[Named-object pointing records]
.....
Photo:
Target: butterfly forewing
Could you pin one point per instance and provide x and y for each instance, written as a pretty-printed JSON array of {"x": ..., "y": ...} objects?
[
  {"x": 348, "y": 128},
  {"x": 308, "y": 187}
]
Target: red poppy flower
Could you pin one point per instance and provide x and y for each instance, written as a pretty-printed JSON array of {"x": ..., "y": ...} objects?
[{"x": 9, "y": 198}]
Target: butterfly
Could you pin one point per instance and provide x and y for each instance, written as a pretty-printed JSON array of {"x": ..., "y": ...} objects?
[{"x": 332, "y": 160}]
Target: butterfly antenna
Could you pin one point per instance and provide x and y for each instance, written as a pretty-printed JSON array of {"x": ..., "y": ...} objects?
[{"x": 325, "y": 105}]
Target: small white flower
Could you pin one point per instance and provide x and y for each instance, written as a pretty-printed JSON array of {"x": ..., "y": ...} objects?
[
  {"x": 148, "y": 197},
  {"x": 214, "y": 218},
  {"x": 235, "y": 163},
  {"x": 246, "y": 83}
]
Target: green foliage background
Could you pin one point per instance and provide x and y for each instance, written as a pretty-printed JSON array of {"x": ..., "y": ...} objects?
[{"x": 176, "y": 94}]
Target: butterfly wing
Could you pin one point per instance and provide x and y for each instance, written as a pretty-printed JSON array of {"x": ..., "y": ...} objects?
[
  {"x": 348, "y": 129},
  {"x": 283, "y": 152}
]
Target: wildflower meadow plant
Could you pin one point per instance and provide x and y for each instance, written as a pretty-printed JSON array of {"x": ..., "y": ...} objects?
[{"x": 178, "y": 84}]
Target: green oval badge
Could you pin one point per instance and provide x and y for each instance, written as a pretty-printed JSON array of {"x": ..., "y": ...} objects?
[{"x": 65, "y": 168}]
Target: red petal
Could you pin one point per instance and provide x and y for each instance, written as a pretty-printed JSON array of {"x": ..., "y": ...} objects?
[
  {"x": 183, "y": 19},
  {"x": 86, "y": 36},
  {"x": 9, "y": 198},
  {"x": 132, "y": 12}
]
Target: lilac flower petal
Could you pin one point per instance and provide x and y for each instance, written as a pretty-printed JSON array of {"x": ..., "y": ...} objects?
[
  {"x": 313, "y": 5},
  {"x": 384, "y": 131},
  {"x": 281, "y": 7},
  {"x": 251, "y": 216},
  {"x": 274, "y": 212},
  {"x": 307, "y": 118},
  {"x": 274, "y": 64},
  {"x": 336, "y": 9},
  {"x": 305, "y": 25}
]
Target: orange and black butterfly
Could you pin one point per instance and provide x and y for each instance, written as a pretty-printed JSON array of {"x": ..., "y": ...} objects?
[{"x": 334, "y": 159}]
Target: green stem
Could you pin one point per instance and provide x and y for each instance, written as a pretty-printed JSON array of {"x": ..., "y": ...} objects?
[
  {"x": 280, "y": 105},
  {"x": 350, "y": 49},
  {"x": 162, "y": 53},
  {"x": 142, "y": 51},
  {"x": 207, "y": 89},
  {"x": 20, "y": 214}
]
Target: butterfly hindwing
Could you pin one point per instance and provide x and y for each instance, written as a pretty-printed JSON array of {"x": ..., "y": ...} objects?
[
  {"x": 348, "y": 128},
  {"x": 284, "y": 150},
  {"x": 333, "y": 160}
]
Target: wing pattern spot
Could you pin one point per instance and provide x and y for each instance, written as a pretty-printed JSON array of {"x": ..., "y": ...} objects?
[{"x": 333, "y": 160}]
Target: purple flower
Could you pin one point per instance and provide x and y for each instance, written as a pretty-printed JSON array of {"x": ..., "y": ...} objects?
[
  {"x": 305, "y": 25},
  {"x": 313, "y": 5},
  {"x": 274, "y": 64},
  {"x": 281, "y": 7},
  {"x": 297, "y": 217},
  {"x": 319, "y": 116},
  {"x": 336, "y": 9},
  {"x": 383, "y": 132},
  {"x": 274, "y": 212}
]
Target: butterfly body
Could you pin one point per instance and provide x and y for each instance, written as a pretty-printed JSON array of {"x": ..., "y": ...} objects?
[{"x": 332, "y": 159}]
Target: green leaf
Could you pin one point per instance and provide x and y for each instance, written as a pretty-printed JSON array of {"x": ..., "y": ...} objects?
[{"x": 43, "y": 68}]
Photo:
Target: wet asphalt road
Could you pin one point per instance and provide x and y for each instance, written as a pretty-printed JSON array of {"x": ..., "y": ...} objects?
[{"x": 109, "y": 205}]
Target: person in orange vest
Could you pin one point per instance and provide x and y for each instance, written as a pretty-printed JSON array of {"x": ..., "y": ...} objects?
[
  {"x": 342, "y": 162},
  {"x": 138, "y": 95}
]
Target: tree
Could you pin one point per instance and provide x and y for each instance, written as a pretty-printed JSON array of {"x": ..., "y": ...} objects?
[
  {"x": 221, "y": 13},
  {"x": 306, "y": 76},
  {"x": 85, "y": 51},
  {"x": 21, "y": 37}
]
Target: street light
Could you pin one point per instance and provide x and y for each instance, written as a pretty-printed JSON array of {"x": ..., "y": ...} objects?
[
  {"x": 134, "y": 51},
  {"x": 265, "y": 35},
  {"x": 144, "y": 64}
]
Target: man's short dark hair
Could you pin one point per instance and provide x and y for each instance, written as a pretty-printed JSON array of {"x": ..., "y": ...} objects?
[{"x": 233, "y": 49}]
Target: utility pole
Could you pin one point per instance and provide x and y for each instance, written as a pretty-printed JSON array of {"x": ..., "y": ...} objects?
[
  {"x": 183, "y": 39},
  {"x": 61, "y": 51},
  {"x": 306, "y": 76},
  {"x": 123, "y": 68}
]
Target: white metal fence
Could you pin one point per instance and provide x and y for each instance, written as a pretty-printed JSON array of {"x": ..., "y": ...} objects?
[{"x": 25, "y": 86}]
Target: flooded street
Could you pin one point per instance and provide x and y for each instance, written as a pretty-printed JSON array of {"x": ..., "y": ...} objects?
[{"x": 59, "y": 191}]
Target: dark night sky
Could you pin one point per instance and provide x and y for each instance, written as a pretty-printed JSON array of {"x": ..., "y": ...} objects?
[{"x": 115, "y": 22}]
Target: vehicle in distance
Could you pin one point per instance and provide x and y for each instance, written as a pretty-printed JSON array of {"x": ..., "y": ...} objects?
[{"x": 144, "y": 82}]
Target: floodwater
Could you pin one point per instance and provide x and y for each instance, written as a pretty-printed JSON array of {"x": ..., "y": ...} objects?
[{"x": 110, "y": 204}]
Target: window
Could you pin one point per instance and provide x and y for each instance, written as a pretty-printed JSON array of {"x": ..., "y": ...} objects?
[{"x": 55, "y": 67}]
.....
REQUIREMENTS |
Transcribe word for word the lines from the one holding "Target: vehicle in distance" to the last line of the listing above, inclusive.

WRITTEN RESPONSE |
Target: vehicle in distance
Could you pin one point per instance and provide x and y for each instance, written as a pretty-printed JSON array of {"x": ..., "y": ...} objects?
[{"x": 144, "y": 82}]
Target: floodwater
Could you pin one point per instance and provide x and y for each instance, written as a pretty-printed JSON array of {"x": ..., "y": ...} objects?
[{"x": 110, "y": 204}]
Target: window
Could you pin one point per instance and provide x and y for each instance, written as a pretty-printed JSON array of {"x": ..., "y": ...} objects?
[{"x": 55, "y": 67}]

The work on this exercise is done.